:: STATED EXERCISE ::
Display each line below that contains the string "fairing", matching case exactly.

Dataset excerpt
= = = =

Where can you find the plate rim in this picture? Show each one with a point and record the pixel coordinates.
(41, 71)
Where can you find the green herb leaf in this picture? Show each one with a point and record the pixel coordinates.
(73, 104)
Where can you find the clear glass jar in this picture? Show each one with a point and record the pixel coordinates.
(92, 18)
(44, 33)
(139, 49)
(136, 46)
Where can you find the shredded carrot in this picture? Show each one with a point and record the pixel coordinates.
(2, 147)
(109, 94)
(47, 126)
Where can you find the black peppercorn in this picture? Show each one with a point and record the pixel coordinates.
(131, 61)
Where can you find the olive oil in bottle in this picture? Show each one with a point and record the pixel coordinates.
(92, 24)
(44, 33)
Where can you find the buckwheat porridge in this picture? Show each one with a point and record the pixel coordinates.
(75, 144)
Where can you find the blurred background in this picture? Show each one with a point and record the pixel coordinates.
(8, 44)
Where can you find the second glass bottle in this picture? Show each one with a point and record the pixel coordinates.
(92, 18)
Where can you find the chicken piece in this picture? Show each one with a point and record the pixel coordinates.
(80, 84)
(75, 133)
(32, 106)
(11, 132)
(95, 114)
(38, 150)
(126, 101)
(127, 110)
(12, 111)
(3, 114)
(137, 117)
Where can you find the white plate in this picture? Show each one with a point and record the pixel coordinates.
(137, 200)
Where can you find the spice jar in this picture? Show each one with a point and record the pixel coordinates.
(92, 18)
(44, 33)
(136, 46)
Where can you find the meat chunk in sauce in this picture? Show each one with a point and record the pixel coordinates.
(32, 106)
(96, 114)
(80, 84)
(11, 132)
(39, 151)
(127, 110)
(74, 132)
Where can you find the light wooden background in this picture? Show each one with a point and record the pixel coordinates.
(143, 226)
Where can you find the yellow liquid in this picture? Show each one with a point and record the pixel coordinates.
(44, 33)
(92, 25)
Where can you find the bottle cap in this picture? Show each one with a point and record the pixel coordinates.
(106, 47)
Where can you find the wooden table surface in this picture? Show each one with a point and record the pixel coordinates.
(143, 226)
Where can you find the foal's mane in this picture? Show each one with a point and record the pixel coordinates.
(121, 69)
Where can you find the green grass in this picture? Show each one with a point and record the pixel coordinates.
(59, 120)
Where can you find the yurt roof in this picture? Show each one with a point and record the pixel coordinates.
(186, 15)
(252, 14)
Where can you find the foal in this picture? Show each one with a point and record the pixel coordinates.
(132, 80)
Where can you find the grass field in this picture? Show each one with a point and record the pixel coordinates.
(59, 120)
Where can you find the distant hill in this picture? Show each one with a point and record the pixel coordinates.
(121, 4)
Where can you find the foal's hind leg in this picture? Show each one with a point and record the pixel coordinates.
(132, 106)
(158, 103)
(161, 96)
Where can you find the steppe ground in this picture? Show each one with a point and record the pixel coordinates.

= = = =

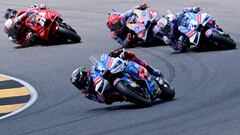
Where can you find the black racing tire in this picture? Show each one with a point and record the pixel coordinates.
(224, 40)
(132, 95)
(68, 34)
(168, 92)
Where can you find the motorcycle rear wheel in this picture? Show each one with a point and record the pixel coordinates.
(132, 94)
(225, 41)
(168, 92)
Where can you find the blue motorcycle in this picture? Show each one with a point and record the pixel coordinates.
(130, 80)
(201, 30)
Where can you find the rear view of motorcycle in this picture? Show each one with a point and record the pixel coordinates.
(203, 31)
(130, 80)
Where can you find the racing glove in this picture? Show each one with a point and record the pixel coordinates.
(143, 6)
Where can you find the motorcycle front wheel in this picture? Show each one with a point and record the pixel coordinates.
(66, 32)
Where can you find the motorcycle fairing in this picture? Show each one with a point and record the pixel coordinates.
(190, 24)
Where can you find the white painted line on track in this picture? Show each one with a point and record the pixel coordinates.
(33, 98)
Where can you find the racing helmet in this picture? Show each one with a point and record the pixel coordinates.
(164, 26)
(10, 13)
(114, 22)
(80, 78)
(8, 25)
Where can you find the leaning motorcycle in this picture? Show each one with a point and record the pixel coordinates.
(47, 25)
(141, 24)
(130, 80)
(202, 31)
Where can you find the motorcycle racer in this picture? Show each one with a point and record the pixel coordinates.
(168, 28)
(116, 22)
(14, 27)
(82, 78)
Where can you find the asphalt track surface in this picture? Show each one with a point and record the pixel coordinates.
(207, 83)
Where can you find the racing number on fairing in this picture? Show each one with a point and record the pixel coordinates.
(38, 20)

= = = =

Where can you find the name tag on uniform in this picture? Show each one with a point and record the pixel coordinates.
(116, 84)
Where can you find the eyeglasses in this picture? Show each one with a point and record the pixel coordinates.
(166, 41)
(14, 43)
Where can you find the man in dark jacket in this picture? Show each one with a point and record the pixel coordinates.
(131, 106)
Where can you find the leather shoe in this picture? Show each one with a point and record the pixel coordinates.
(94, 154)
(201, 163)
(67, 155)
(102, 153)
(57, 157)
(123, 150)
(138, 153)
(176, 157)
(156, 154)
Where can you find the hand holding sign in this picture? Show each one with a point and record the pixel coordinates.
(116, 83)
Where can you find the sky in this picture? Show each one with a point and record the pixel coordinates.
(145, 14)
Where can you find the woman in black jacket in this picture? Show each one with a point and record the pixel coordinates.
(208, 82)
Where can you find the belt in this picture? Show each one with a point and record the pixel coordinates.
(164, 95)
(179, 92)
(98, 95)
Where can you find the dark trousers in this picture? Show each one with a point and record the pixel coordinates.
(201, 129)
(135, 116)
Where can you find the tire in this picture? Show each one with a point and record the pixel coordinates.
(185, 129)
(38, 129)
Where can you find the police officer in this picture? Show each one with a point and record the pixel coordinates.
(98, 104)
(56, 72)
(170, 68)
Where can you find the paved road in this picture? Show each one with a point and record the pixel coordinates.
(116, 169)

= = = =

:: WRITTEN RESPONSE ::
Where can you find the motorcycle fairing in this picture? Show each one with a point and record the pixel coordinates.
Where can you find the racing number on fairing in this picture? Show each one with a point and record the pixel coordinates.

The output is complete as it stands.